• WHAT YOU SHOULD DO: Quote everything in the exhibition announcement below from "SOONEST MENDED begins" down to "saint stands fixed.".

• EXERCISE TEXT:
—————

Show #37: Carla Edwards
Soonest mended
Curated by: Jacob Rhodes
Opening: Thursday, Jan 19, 6-8 PM
Dates: Jan 12-Feb 25
Press: Artefuse Interview
Field Projects is pleased to present SOONEST MENDED, a solo exhibition of work by CARLA EDWARDS curated by Jacob Rhodes.
The proverb "least said, soonest mended" implies that a difficult situation will be resolved if there's no more mention of it. Carla Edwards' material interventions question this adage, refusing to assume that injustices will right themselves if ignored.
SOONEST MENDED begins with the cast iron sculpture, “Micha'el, Michael, Mīkhā'īl”, a replica of a broken Saint Michael statue left at the site of a public artwork by Edwards in 2016. In this work, the public was invited to leave objects “devotional or otherwise”, over the course of nine months. The statue was offered with wings, sword and shield broken off, unknown as to whether its owner removed these out of distress, spite or despair. The title of this work is an incantation referencing the cross denominational saint’s inclusion in multiple spiritual texts as a protector with the ability to overpower dark forces. The casting process resulted in the saint’s shin detaching from the foot, which held down the wicked, thus rendering the saint incapable of doing good work. Cast in iron, the saint stands fixed.

—————

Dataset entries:
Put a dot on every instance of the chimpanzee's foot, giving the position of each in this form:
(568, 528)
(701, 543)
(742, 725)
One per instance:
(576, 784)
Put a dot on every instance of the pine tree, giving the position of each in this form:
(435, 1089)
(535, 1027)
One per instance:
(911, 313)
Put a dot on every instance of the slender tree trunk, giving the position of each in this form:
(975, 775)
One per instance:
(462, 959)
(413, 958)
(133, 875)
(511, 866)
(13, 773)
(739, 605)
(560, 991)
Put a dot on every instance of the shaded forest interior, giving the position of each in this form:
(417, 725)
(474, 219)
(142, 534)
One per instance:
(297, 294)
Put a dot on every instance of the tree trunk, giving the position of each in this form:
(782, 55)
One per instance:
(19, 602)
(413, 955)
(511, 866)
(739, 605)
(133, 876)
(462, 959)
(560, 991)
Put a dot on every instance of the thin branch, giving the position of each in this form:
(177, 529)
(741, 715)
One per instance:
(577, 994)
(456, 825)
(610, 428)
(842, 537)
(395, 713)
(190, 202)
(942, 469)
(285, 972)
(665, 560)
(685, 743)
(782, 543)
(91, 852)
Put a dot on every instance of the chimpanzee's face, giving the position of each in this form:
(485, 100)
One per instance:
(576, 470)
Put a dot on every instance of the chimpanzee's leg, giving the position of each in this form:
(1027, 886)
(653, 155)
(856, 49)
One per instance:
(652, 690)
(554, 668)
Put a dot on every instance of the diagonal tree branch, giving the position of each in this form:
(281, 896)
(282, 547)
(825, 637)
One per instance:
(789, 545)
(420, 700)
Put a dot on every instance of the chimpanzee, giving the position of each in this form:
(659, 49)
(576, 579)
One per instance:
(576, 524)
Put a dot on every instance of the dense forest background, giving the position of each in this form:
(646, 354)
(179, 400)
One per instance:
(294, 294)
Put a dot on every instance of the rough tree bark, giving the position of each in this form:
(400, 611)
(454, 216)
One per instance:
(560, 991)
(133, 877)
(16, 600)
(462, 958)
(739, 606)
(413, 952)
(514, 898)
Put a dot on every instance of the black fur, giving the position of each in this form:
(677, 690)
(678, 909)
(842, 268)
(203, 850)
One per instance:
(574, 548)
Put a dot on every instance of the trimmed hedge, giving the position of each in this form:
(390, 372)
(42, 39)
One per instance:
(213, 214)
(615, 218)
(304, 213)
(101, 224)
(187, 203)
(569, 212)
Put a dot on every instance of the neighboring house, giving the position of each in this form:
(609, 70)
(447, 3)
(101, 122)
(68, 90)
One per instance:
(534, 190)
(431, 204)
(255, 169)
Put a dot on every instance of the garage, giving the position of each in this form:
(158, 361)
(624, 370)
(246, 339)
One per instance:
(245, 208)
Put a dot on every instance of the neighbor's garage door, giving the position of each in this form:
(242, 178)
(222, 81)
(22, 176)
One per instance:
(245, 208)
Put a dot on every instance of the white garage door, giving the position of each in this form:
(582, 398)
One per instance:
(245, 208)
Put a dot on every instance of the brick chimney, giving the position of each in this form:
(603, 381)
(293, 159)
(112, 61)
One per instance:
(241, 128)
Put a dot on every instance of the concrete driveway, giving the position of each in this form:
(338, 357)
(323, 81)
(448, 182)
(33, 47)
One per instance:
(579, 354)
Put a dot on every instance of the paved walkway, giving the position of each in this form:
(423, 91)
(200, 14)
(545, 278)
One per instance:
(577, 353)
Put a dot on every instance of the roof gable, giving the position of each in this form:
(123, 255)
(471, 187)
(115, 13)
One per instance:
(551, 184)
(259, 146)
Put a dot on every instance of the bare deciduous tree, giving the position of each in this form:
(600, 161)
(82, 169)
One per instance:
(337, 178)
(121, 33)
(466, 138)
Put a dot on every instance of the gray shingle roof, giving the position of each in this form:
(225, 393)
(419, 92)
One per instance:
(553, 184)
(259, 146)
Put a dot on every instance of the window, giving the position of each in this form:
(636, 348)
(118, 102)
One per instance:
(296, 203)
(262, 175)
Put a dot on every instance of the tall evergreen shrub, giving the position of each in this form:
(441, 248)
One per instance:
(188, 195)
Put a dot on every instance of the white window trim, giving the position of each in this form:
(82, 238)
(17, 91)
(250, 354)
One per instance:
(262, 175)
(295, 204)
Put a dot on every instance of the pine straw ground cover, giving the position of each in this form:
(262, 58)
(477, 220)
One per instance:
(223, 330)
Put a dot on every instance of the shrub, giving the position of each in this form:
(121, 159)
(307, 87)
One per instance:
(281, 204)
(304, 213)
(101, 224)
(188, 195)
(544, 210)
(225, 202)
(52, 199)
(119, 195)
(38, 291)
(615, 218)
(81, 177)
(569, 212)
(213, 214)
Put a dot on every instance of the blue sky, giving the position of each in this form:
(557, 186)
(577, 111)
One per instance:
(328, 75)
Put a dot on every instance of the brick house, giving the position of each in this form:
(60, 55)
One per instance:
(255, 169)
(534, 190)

—————

• TASK ANSWER:
SOONEST MENDED begins with the cast iron sculpture, “Micha'el, Michael, Mīkhā'īl”, a replica of a broken Saint Michael statue left at the site of a public artwork by Edwards in 2016. In this work, the public was invited to leave objects “devotional or otherwise”, over the course of nine months. The statue was offered with wings, sword and shield broken off, unknown as to whether its owner removed these out of distress, spite or despair. The title of this work is an incantation referencing the cross denominational saint’s inclusion in multiple spiritual texts as a protector with the ability to overpower dark forces. The casting process resulted in the saint’s shin detaching from the foot, which held down the wicked, thus rendering the saint incapable of doing good work. Cast in iron, the saint stands fixed.